◆ USING THE INFORMATION ◆
- 1) Do these statements agree with the article on atmospheric rivers and the oyster die-off? (a) Atmospheric rivers supply about 30 to 50 percent of yearly precipitation on the U.S. West Coast. (b) Olympia oysters can filter up to 50 gallons of water a day. (c) The study was published in Proceedings of the Royal Society B. Answer yes or no for each, and quote the words from the article that decide it.
- 2) Can you continue the article on atmospheric rivers and the San Francisco Bay oyster die-off from where it stops?

== PASSAGE ==

Tech by VICE

Invisible Rivers in Our Atmosphere Killed Oysters in the San Francisco Bay

Atmospheric rivers are corridors of water vapor predicted to increase under climate change.

by Grennan Milliken
Dec 14 2016, 3:00pm

Oysters cling to the shoreline at China Camp State Park in San Francisco Bay before a 2011 mass die-off. Image: Brian Cheng/UC Davis

Churning and rolling above us through the Earth's atmosphere are invisible "rivers" that can transport seven to fifteen times the amount of water that flows out of the Mississippi River. These narrow corridors of concentrated water vapor and winds are called Atmospheric Rivers (ARs) and are a critical component of the global water cycle.

The rivers contribute about 30 to 50 percent of the annual precipitation for the West Coast of the United States, and are known to occasionally reach extreme levels. But no direct biological impact of ARs had ever been documented. Researchers at the University of California, Davis, however, have now concluded that atmospheric rivers influenced a mass die-off of wild oysters in San Francisco bay in 2011. This is the first recorded example of the biological impact of ARs on an ecosystem, which are due to have even more repercussions as the climate changes. Their study was published in the science journal Proceedings of the Royal Society B.

Olympia oysters are filter feeders that can clean up to 30 gallons of water a day, removing excess nitrogen and other pollutants that can be harmful to the environment. The beds, or reefs, that they create provide habitat for fish, crabs and numerous other sea creatures.

===
== DATA FOR REVIEW ==

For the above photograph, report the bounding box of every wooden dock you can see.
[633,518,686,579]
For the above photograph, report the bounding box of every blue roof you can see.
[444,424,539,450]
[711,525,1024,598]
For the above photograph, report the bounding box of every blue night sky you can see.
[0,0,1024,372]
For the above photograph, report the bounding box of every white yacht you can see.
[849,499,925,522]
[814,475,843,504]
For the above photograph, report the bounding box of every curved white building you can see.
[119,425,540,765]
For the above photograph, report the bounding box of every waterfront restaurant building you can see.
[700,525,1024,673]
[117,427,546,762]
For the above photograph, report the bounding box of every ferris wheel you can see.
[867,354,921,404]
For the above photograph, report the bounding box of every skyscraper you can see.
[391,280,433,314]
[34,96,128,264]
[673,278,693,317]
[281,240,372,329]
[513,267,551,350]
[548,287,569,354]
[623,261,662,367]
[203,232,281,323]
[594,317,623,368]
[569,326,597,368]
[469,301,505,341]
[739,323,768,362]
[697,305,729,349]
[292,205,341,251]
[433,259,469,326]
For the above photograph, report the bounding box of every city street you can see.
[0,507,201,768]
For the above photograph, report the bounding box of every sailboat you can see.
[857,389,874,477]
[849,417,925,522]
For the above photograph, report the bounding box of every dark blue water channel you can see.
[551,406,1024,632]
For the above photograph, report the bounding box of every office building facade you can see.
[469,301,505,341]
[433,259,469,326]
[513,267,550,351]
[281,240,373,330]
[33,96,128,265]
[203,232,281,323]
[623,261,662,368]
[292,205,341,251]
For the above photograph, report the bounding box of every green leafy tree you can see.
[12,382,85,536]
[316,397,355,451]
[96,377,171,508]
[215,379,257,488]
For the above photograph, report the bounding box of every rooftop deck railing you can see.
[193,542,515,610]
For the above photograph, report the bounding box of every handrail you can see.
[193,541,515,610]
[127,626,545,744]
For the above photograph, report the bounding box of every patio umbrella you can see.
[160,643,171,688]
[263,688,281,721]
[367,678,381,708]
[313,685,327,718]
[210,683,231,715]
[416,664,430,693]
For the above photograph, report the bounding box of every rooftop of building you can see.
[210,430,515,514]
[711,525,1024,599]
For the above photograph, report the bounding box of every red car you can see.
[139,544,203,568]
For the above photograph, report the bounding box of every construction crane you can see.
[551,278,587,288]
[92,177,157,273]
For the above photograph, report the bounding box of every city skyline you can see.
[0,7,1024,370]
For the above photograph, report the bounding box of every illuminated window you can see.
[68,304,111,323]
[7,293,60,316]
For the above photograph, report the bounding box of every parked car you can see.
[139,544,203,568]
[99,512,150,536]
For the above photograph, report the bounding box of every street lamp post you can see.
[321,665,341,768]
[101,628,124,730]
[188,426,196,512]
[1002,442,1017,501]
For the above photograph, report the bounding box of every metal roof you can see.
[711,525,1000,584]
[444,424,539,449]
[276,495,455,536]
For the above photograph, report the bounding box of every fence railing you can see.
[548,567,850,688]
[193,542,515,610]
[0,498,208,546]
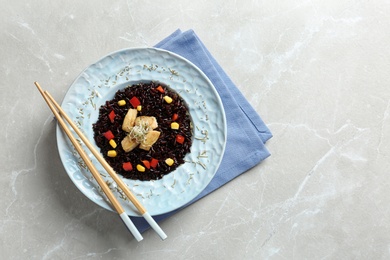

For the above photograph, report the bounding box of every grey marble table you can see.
[0,0,390,259]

===

◆ RESPONSES TO THE TASKS ◆
- 1)
(a) Yes: "The rivers contribute about 30 to 50 percent of the annual precipitation for the West Coast of the United States"
(b) No: "Olympia oysters are filter feeders that can clean up to 30 gallons of water a day"
(c) Yes: "Their study was published in the science journal Proceedings of the Royal Society B."

- 2)
Overharvesting and habitat destruction have caused massive declines in numbers of the once abundant mollusk, but up until 2011 in North San Francisco Bay, there were still about 3,000 oysters per square meter. Then, they were suddenly close to obsolete.

Ecologist and lead author of the study Brian Cheng was studying that exact population of oysters when the die off occurred, and immediately went to work investigating what happened. Cheng and his colleagues had figured out that oysters have a specific threshold for low salinity, or salt content in the water, that they need in order to survive. It turns out that the salinity in the bay had plummeted past that threshold due to a surge of freshwater runoff into the bay. The runoff was the result of three atmospheric rivers that had made landfall and dumped rain all over Northern California that month.

Atmospheric rivers, like drought, heatwaves and other extreme weather events, are predicted to intensify due to climate change and become much more common. "This shows us one way in which extreme events might affect coastal ecosystems," said Cheng. "Oysters can help buffer shorelines and enhance biodiversity" so blows to them represent blows to the larger ecosystems they serve as well.

ARs don't, and won't, affect just oysters however. Though this is the first documented instance of a biological impact from the "rivers in the sky," the strongest ARs have also been
attributed to severe rainfall and flooding that pose serious risks to human health and property.